Уже бесцветность всех подобных рассказов достаточно доказывает, что мы имеем здесь дело с простым умозаклю­чением, а не с истинным народным сказанием. Например, о переселении фессалийцев в долину Пенея передают лишь голый факт: его было достаточно, чтобы объяснить, почему „пеласгический Аргос" Гомера назывался в историческое время Фессалией. Переселенцы должны были, конечно, иметь предводителя, и во главе их поставили Фессала, эпо­нима племени: одной этой черты достаточно, чтобы весь рассказ признать позднейшей выдумкой. Далее, откуда-нибудь да должны же были прийти фессалийцы; так как Го­мер знает племена, живущие к югу от Фермопил, уже на тех местах, которые они занимали в историческое время, а из Фракии и Иллирии невозможно было выводить греческое племя, то родину победителей оставалось искать только в Эпире. Это было тем естественнее, что название Фессалии действительно принадлежало сначала только Фессалиотиде, области, примыкавшей к Фарсалу и Киерии и граничившей с Эпиром, и лишь отсюда распространилось на остальные час­ти страны (см. ниже, гл. IX).

Еще характернее, пожалуй, рассказ о переселении беотийцев. По Гомеру, в Фивах жили кадмейцы, в Орхомене — минийцы; отсюда следовало, что беотийцы, как и фессалий­цы, переселились сюда лишь после Троянской войны. Меж­ду тем в Беотии сплошь и рядом встречаются фессалийские местные имена и богослужебные обряды; поэтому не было ничего проще, как сделать родиной беотийцев Фессалию, чем заодно решался и вопрос о том, что сталось с коренным населением Фессалии после вторжения фессалийцев. Прав­да, другие видели это коренное население в крепостных кре­стьянах (пенестах) фессалийских дворян; но оба эти взгляда легко можно было примирить — стоило только допустить, что одна часть прежних жителей страны была порабощена, а другая часть выселилась. Между тем уже Гомер знает беотийцев на тех местах, которые они занимали в историческое время. Это в свою очередь заставило предположить, что часть народа еще до Троянской войны переселилась в Бео­тию; некоторые же думали, наоборот, что беотийцы после Троянской войны были изгнаны пеласгами и фракийцами из Беотии и вернулись туда через несколько поколений. Из это­го примера мы ясно видим, в какой зависимости от эпоса находятся все подобные комбинации.

++++++++

ЦЕЛЬ 1: Перечисли в именительном падеже все географические названия, которые встречаются во втором абзаце фрагмента о переселении фессалийцев и беотийцев.
Текст и записи представляют собой отдельные, не связанные между собой материалы.

[Извлечённые записи данных]
++++++++

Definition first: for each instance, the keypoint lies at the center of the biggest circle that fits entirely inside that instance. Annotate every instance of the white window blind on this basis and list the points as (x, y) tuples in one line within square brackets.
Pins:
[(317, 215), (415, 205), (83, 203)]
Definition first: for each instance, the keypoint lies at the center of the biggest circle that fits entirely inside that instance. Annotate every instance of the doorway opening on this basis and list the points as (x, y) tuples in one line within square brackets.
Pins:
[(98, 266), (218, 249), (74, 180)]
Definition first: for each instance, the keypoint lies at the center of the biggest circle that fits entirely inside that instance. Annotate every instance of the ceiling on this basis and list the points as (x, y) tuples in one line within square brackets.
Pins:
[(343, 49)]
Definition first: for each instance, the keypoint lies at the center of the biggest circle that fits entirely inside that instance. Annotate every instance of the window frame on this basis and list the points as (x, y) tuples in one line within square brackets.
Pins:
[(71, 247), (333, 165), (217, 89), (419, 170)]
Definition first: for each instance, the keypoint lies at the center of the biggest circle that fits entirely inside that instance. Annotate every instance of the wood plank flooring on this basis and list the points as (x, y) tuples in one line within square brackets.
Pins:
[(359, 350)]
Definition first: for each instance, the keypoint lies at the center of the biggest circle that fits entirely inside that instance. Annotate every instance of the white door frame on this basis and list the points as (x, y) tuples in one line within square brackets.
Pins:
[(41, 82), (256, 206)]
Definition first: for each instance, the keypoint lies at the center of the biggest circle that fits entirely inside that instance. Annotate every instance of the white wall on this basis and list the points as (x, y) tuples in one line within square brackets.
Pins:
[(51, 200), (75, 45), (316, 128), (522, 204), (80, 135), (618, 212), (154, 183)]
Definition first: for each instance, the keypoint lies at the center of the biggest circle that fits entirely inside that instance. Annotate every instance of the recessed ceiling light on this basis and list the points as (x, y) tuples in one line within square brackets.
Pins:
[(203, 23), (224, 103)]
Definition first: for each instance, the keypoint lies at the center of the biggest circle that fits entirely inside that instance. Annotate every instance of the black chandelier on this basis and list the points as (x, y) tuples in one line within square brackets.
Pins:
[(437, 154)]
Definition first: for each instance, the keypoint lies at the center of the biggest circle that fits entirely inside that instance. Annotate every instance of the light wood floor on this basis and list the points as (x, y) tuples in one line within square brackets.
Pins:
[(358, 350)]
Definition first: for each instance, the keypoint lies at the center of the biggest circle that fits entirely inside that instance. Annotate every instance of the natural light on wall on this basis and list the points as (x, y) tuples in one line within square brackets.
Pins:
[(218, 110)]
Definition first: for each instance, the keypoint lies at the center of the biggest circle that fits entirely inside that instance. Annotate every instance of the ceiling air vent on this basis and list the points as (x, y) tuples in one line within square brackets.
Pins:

++++++++

ЦЕЛЬ 2: Начни со строки записей, где есть «of the black», и остановись после строки, где есть «[(358, 350)]». Перепиши эти строки вместе с запросами, сместив каждую координату точек в ответах на −41.

ОТВЕТ К ЗАДАНИЮ 1: Фивы, Орхомен, Беотия, Фессалия

ОТВЕТ К ЗАДАНИЮ 2:
Definition first: for each instance, the keypoint lies at the center of the biggest circle that fits entirely inside that instance. Annotate every instance of the black chandelier on this basis and list the points as (x, y) tuples in one line within square brackets.
Pins:
[(396, 113)]
Definition first: for each instance, the keypoint lies at the center of the biggest circle that fits entirely inside that instance. Annotate every instance of the light wood floor on this basis and list the points as (x, y) tuples in one line within square brackets.
Pins:
[(317, 309)]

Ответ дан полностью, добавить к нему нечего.